• _Requirements_
Convert the part of the material that opens with the line containing "green grass field?" and closes with the line containing "180 123 L 179" into a Markdown table with the columns Row and Line. Give each line its own numbered row, and leave out blank lines.

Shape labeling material
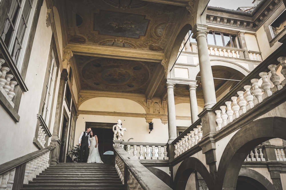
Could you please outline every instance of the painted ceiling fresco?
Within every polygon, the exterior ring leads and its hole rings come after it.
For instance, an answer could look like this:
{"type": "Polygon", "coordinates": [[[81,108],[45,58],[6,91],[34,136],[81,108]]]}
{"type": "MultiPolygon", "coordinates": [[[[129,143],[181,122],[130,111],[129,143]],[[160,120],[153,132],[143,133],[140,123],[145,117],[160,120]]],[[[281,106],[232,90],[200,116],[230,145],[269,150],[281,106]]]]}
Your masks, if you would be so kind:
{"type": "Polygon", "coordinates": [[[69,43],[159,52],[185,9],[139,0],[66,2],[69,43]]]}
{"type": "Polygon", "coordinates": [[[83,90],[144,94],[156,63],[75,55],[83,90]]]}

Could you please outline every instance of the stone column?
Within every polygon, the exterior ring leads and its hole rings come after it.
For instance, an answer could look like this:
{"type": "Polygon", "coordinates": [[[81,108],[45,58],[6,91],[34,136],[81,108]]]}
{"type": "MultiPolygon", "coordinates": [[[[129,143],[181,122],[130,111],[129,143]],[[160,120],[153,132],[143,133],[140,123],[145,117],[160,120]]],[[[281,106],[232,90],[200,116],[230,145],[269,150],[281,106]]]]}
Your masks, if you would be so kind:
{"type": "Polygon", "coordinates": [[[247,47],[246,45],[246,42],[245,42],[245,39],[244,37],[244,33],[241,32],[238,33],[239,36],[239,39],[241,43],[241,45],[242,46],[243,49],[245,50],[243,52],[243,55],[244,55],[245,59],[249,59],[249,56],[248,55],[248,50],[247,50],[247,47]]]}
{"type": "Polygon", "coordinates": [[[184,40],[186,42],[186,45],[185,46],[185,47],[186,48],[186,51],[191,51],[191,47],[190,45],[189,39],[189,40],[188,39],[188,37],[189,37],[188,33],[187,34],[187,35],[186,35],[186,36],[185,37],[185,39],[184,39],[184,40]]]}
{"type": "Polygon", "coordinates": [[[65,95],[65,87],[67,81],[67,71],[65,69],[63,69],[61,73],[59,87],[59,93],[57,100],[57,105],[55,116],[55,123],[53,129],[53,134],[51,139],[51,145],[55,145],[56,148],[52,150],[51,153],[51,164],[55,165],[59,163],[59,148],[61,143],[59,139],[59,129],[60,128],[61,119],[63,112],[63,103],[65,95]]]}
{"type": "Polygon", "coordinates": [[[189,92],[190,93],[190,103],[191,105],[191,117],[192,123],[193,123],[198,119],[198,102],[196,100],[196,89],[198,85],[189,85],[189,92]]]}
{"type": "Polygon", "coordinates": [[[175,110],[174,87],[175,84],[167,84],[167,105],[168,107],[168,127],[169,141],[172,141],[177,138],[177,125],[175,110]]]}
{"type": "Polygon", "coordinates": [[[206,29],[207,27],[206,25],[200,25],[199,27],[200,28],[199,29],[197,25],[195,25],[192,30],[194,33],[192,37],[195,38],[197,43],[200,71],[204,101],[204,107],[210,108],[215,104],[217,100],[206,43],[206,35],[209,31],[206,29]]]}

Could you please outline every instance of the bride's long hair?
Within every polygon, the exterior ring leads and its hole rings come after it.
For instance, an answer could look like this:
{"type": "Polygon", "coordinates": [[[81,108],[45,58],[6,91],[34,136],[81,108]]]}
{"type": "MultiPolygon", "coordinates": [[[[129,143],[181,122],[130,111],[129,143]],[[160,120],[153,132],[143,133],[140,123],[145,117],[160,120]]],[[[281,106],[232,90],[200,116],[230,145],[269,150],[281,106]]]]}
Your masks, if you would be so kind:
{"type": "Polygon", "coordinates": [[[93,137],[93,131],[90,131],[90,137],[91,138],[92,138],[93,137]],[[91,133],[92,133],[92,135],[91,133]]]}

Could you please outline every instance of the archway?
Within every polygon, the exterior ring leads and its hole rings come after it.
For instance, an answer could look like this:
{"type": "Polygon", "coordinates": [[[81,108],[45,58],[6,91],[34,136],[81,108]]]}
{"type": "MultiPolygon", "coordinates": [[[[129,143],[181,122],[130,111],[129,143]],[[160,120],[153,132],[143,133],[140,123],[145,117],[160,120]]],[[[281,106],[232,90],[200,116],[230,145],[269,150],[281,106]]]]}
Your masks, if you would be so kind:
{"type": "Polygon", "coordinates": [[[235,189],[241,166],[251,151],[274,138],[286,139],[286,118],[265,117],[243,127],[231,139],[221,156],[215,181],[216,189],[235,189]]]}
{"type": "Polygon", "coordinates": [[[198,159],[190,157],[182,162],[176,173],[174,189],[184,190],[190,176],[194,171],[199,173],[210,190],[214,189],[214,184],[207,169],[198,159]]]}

...

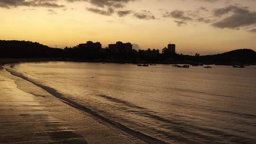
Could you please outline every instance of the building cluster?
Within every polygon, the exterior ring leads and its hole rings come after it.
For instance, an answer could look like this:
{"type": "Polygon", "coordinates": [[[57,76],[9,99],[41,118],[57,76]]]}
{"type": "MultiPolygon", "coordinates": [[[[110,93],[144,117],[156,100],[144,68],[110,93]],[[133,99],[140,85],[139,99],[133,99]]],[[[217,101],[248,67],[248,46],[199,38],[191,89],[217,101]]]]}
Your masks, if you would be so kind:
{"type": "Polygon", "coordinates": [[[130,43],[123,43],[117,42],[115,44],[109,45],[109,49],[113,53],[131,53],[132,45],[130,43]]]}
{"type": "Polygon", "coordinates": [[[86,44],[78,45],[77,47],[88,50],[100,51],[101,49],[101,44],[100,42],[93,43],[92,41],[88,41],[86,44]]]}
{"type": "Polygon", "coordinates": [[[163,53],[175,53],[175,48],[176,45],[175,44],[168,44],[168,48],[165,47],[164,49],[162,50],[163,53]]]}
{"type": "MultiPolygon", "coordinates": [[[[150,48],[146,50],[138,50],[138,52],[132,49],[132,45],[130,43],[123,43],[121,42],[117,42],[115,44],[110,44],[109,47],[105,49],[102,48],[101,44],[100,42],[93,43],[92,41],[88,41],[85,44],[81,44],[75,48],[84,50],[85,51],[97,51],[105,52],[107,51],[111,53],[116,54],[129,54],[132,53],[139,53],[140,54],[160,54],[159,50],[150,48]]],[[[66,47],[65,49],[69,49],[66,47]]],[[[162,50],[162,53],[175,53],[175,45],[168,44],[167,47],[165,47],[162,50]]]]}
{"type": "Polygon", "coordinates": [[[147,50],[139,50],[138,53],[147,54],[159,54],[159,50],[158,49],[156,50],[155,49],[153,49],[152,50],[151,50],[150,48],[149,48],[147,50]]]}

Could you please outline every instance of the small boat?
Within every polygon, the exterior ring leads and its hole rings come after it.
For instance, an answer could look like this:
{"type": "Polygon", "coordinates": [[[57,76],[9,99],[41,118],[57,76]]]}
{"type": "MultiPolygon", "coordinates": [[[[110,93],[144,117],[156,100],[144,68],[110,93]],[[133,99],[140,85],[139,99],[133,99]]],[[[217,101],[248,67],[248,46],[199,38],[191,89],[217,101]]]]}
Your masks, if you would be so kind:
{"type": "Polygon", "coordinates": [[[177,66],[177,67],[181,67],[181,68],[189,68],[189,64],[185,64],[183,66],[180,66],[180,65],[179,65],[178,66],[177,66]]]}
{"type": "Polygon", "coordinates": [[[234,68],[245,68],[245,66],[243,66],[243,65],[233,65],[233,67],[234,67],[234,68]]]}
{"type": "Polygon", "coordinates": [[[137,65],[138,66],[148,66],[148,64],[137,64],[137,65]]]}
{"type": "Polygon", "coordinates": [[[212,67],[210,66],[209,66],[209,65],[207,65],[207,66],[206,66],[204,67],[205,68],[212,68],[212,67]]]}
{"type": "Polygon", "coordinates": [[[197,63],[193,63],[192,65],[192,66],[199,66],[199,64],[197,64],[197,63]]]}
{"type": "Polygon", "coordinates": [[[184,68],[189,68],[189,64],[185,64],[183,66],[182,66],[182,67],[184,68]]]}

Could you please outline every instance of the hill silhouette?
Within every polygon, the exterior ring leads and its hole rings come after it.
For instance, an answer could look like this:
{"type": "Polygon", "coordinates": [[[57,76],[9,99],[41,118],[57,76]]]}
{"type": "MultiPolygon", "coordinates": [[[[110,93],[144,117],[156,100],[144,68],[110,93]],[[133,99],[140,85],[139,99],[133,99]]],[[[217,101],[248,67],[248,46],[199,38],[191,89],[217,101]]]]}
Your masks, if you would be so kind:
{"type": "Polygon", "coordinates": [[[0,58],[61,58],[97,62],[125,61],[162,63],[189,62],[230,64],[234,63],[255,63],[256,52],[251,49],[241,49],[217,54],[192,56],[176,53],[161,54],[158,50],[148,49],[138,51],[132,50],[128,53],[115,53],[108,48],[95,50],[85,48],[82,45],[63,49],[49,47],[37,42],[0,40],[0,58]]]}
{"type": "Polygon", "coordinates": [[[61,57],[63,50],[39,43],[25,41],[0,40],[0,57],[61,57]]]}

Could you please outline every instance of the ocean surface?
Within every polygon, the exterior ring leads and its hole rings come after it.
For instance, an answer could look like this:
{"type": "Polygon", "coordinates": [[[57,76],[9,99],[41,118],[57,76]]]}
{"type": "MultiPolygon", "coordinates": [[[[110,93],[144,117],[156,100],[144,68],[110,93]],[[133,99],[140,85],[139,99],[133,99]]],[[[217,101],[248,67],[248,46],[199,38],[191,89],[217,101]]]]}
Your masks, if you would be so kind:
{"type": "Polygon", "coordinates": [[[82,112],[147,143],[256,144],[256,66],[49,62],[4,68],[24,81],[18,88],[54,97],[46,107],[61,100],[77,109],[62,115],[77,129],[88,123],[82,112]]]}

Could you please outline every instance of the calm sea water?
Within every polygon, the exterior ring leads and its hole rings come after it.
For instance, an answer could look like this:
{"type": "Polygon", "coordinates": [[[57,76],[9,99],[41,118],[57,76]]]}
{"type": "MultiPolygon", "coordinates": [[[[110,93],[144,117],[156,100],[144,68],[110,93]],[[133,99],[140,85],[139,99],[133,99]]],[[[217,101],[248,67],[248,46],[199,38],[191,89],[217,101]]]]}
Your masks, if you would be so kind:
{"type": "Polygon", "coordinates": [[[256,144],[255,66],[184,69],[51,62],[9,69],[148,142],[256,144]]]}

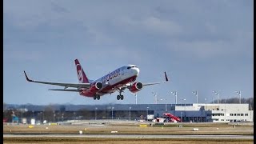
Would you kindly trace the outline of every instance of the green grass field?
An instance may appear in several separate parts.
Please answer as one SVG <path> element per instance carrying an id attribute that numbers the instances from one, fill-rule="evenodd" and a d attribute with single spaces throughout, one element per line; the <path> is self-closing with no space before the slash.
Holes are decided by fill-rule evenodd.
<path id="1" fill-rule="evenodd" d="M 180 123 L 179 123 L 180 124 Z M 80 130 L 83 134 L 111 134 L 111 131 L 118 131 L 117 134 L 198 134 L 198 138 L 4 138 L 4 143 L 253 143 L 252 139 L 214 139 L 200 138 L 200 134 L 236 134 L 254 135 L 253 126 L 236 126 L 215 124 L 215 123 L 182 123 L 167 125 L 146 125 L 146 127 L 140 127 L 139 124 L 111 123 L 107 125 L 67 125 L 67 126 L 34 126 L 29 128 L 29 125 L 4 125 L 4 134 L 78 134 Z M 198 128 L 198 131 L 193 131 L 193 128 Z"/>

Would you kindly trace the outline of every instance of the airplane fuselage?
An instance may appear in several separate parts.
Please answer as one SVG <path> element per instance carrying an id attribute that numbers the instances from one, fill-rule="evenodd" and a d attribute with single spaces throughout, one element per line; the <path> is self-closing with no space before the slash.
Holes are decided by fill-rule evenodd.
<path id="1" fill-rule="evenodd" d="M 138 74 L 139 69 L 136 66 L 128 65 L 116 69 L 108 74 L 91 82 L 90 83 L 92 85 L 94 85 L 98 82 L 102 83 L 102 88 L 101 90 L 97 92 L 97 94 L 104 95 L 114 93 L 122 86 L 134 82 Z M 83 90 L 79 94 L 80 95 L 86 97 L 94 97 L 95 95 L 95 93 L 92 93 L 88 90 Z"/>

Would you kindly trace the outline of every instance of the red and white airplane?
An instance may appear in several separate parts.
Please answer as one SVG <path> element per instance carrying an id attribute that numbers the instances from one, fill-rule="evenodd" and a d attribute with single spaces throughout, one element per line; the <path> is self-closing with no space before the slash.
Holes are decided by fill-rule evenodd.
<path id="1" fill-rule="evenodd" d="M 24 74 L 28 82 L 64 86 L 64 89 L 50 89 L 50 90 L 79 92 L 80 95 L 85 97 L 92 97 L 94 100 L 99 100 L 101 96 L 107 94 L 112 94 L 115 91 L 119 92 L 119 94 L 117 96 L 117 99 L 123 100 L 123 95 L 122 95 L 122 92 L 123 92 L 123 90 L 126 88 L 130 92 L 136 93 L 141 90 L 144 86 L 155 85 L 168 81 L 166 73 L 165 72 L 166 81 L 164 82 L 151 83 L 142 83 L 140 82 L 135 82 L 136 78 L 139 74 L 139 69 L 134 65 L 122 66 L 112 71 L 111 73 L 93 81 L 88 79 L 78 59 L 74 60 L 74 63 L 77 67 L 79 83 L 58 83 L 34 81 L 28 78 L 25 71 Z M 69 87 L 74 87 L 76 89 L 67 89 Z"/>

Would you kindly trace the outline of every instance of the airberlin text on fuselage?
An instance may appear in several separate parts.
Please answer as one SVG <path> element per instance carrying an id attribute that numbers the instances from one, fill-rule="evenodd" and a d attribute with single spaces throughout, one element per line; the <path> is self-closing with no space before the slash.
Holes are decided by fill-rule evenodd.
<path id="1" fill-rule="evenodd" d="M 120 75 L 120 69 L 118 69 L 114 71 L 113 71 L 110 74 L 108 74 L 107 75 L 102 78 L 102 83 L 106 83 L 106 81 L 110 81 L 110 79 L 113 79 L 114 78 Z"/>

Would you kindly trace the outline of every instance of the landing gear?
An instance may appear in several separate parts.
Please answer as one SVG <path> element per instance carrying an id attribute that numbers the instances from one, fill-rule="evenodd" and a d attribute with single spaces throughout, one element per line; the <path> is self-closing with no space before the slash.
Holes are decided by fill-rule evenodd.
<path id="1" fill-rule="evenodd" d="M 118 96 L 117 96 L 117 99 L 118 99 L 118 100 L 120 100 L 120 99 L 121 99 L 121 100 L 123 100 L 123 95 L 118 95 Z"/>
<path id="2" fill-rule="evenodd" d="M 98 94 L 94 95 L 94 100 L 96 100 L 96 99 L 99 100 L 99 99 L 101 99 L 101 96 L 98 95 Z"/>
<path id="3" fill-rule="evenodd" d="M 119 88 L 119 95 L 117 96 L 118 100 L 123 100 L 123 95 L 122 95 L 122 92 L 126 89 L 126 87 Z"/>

--

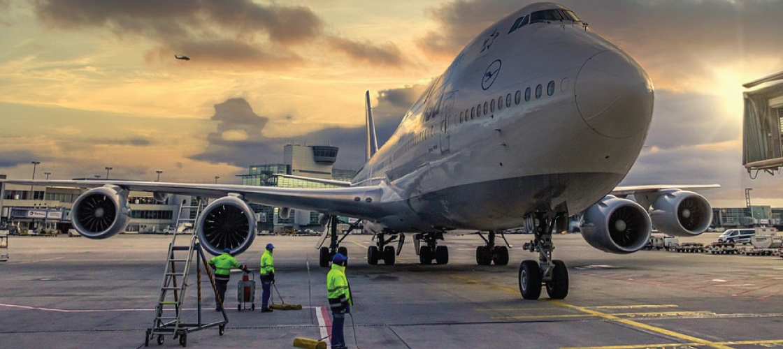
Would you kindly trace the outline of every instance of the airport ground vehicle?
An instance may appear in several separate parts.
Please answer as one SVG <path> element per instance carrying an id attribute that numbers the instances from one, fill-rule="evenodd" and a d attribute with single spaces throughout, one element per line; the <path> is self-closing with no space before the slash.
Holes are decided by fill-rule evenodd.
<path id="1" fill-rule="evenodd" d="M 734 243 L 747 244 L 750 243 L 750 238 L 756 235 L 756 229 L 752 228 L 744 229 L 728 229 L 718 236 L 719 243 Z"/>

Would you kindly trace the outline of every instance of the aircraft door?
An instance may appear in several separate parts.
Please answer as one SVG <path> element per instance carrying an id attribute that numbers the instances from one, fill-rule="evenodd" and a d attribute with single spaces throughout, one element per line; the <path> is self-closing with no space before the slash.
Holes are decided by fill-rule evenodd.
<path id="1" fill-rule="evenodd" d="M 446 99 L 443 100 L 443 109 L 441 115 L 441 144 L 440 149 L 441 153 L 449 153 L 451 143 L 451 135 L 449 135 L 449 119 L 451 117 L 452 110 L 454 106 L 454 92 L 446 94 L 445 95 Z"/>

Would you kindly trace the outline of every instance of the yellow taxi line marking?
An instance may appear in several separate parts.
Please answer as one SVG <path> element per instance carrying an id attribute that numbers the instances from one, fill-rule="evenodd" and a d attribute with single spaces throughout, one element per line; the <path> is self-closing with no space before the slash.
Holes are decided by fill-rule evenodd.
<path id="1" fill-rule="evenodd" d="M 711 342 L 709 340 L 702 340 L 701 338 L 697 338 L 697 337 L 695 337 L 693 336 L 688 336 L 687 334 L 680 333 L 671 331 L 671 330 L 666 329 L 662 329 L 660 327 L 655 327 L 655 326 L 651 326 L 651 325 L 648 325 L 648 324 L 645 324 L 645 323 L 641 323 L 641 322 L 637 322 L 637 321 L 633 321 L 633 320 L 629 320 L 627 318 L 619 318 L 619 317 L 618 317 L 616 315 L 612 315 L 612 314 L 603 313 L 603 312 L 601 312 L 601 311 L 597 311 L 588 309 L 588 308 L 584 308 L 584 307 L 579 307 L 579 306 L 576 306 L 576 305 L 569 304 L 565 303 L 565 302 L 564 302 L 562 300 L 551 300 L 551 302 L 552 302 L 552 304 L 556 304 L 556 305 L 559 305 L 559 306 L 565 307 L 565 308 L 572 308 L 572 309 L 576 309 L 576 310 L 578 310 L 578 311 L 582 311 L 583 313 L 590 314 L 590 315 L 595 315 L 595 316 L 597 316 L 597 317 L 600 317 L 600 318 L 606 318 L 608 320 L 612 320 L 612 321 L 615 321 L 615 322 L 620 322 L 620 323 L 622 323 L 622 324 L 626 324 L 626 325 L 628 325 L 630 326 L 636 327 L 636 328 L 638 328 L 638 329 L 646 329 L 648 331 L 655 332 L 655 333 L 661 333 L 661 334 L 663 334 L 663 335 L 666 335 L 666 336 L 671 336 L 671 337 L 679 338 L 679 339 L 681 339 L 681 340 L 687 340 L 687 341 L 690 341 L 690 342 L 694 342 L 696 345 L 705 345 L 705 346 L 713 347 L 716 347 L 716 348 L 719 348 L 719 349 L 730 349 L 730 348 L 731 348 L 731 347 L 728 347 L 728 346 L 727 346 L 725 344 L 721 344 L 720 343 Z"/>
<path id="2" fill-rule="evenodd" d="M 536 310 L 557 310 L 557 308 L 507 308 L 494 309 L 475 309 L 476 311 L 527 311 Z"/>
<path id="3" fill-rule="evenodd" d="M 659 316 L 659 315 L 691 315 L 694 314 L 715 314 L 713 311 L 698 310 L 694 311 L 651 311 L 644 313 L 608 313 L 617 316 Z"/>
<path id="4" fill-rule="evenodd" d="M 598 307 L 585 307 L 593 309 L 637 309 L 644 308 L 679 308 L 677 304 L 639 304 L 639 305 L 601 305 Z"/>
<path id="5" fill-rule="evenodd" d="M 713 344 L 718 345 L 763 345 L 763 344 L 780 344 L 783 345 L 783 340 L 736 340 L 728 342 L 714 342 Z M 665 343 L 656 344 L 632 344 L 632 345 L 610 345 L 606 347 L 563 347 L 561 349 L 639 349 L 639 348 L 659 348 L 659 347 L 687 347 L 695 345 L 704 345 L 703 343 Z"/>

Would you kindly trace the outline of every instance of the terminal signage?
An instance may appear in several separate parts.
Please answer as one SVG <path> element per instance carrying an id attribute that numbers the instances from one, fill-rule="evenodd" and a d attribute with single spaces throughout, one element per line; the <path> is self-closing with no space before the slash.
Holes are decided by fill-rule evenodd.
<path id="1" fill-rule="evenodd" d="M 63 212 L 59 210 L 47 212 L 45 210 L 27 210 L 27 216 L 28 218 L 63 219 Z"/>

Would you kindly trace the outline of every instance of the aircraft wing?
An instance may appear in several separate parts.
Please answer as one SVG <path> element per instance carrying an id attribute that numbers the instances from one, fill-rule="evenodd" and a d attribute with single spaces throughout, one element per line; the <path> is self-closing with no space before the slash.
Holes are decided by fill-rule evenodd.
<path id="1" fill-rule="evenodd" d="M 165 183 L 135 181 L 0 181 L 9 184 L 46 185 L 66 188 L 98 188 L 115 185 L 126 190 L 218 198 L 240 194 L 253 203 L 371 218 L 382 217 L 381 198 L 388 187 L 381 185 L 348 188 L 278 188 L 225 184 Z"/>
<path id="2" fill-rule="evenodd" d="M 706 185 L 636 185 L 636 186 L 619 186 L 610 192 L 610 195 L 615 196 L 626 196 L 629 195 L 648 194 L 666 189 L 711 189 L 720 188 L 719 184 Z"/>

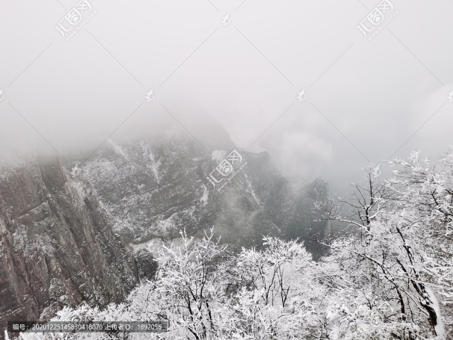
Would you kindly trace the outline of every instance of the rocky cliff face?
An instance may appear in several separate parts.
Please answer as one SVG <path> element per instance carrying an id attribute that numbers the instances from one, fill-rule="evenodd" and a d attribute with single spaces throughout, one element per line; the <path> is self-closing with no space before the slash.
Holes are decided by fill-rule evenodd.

• _Solution for this task_
| Row | Line |
|---|---|
| 1 | Would you kindly trace the outline of every instance of the green grass field? |
| 2 | An instance may appear in several separate parts. |
| 3 | Please answer as one SVG <path> element per instance carrying an id attribute that numbers the instances from one, fill-rule="evenodd" and a d attribute with single spaces throughout, one element per line; the <path> is self-closing with no space before the slash. |
| 4 | Holes are decided by fill-rule evenodd. |
| 5 | <path id="1" fill-rule="evenodd" d="M 180 123 L 179 123 L 180 124 Z M 80 130 L 83 134 L 111 134 L 111 131 L 118 131 L 117 134 L 198 134 L 198 138 L 4 138 L 4 143 L 253 143 L 252 139 L 214 139 L 200 138 L 200 134 L 236 134 L 254 135 L 253 126 L 236 126 L 215 124 L 215 123 L 182 123 L 167 125 L 146 125 L 146 127 L 140 127 L 139 124 L 111 123 L 107 125 L 67 125 L 67 126 L 34 126 L 29 128 L 29 125 L 4 125 L 4 134 L 78 134 Z M 198 128 L 198 131 L 193 131 L 193 128 Z"/> |